### [Your task]
Please print the records below word for word.
--------------------------------------------------
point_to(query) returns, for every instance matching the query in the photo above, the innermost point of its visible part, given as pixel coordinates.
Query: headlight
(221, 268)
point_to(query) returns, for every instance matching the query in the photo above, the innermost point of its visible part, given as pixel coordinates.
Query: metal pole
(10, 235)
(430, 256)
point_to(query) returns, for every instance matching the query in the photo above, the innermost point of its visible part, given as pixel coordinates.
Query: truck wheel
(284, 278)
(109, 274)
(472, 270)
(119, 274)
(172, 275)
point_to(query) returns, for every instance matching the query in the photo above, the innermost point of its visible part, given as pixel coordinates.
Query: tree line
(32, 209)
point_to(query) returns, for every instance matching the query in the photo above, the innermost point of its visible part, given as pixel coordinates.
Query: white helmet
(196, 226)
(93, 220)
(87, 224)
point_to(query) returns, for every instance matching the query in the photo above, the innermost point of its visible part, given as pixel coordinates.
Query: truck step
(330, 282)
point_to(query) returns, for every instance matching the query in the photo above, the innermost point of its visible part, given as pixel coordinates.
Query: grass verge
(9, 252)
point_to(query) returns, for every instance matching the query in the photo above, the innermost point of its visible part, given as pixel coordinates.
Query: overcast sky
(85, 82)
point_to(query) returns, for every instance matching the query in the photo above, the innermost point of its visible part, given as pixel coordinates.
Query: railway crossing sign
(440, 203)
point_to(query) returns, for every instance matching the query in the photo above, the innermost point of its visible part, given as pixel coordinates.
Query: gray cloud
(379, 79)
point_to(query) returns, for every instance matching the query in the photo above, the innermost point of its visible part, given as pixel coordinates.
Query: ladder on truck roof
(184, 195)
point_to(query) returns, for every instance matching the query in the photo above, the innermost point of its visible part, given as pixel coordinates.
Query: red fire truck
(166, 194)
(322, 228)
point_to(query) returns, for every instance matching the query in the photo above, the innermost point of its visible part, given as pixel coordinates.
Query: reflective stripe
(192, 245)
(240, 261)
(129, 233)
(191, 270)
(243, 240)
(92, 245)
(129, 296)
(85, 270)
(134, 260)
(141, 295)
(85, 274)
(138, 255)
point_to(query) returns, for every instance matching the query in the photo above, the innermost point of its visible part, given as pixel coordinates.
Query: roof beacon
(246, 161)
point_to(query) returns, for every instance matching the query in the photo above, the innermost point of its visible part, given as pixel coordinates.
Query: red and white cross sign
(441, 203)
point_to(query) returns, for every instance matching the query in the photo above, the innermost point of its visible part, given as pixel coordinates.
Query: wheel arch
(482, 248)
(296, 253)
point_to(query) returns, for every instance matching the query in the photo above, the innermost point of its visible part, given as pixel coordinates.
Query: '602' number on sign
--------------------------------------------------
### [Expected answer]
point_to(query) returns, for every instance matching the query in the photo above, the innermost point of its visible part, given as pixel coordinates.
Query: headlight
(221, 268)
point_to(query) returns, for every instance matching the query in the photo above, the innermost point of its visible part, given as pixel coordinates.
Query: metal pole
(10, 235)
(430, 256)
point_to(query) returns, for every instance matching the query in the photo above, the innermost point of its visible part, given as pixel coordinates.
Query: truck wheel
(284, 278)
(109, 274)
(472, 270)
(119, 274)
(172, 275)
point_to(query) returns, for every instance matching the query in the photo above, the innermost point of its visible part, given as pixel coordinates.
Query: tree line
(32, 209)
point_to(query) returns, for every instance matching the query in the photo above, the innermost point of its visible part, given as pixel coordinates.
Query: white helmet
(196, 226)
(93, 220)
(87, 224)
point_to(query) returns, for every instance matching the query in the photo above, the innermost point of its visible part, given as pixel coordinates.
Query: truck step
(330, 282)
point_to(query) returns, for every instance matching the query in the photo above, the innermost point of its visible part, given as pixel coordinates.
Query: grass verge
(9, 252)
point_to(query) returns, for every instance matching the query in the photo above, the innermost point of its visible part, given as pixel coordinates.
Query: overcast sky
(85, 82)
point_to(query) returns, for every instance matching the query in the photo above, the innermost point of its visible part, given as pixel coordinates.
Query: railway crossing sign
(440, 203)
point_to(query) returns, for every instance matching the query in the photo above, the innermost point of its visible part, given as pixel coordinates.
Query: gray cloud
(379, 79)
point_to(query) returns, for every instance matching the query in the photo above, the innermost point of its visible part, given as pixel coordinates.
Query: ladder on truck roof
(184, 195)
point_to(query) returns, for every instance matching the query in the photo above, the innermost point of its visible part, given as pixel coordinates.
Query: red fire truck
(166, 194)
(322, 228)
point_to(query) returns, for every instance matching the query in the photo above, the innermost point of its visible part, given as pixel coordinates.
Query: reflective stripe
(192, 245)
(240, 261)
(129, 233)
(191, 270)
(243, 240)
(92, 245)
(129, 296)
(85, 270)
(134, 260)
(141, 295)
(85, 274)
(138, 255)
point_to(query) returns, for every instance matching the query in the photo above, the innermost point of its visible part, given as pixel coordinates.
Query: roof beacon
(246, 161)
point_to(query) returns, for every instance matching the query in the photo above, the innermost point of its visible part, given as pixel coordinates.
Query: red and white cross sign
(441, 203)
point_to(query) returns, for every instance matching the query in the photo above, the innermost point of its visible part, given as pixel coordinates.
Query: wheel arch
(482, 248)
(296, 253)
point_to(query) returns, for every instance matching the query in the photo above, the innermost point of its visible part, given as pixel coordinates.
Query: '602' number on sign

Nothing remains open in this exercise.